Task instructions » Rewrite the listing below as a numbered list, leaving out any blank lines.

───── Provided information

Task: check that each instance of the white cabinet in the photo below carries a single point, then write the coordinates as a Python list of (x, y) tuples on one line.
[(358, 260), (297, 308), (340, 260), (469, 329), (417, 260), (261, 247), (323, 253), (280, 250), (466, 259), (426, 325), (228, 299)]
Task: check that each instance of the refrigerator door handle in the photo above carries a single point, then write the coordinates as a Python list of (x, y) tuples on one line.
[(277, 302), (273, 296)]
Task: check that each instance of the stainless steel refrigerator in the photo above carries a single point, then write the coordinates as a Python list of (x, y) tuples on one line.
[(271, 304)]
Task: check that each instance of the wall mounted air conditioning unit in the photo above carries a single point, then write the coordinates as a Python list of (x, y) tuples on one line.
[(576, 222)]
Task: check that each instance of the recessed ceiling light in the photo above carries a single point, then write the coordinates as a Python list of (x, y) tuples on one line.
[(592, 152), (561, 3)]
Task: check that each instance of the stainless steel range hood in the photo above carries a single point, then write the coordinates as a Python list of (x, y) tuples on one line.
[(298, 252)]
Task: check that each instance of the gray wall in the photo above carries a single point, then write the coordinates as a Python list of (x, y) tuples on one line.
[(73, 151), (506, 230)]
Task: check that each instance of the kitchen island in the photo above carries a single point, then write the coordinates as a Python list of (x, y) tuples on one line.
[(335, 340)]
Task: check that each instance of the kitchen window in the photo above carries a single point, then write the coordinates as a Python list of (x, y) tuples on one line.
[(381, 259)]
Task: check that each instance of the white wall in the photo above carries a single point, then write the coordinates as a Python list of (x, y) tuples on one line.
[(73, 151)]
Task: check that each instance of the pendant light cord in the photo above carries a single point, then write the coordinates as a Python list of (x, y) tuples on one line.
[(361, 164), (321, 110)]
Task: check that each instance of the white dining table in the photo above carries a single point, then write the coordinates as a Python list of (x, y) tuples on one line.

──────────

Full output »
1. Task: check that each instance of the white cabinet in the photo below carries a single point, then write the coordinates as a Python list of (x, y) tuples on one line.
2. [(358, 260), (297, 308), (340, 260), (469, 329), (417, 260), (261, 247), (323, 253), (280, 250), (466, 259), (426, 325), (228, 299)]
3. Task: check that each instance of the refrigerator door handle in the photo above carries a single point, then write the coordinates as a Python list of (x, y) tuples on one line.
4. [(277, 302), (273, 296)]
5. Task: check that each instance of the stainless steel refrigerator in the photo above carries a single point, then write the coordinates as a Python list of (x, y) tuples on one line.
6. [(271, 304)]
7. Task: check that each instance of the wall mounted air conditioning unit in the photo above carries a single point, then write the coordinates as a Python list of (x, y) tuples on one line.
8. [(576, 222)]
9. Task: check that each instance of the recessed ceiling light in the photo above carries a single point, then write the coordinates as a Python list of (x, y) tuples on one line.
10. [(592, 152), (561, 3)]
11. Task: check that each instance of the stainless steel range hood in the photo above carries a single point, then write the coordinates as a Python list of (x, y) tuples on one line.
12. [(298, 252)]
13. Task: check that each instance of the gray wall in the photo above carries a single point, then write the coordinates as a Python list of (x, y) tuples on one line.
14. [(73, 151), (506, 230)]
15. Task: check that each instance of the kitchen island in the photo above carries a single point, then write the coordinates as a Python list of (x, y) tuples on one line.
16. [(335, 340)]
17. Task: check that each instance of the kitchen window in the photo above carries a single point, then write the coordinates as a Python list of (x, y) tuples on one line.
18. [(381, 259)]
19. Task: check that each instance of the white wall in the photo above carries a single point, then write the coordinates as a Python list of (x, y) tuples on one line.
20. [(73, 151)]
21. Task: check that each instance of the pendant light cord in the photo above carries a single point, then write the coordinates as a Python list of (x, y) tuples on one line.
22. [(361, 164), (321, 110)]
23. Task: check that each instance of the white dining table in the photo above carries a single point, then write the coordinates as a Python list of (x, y) tuples on one line.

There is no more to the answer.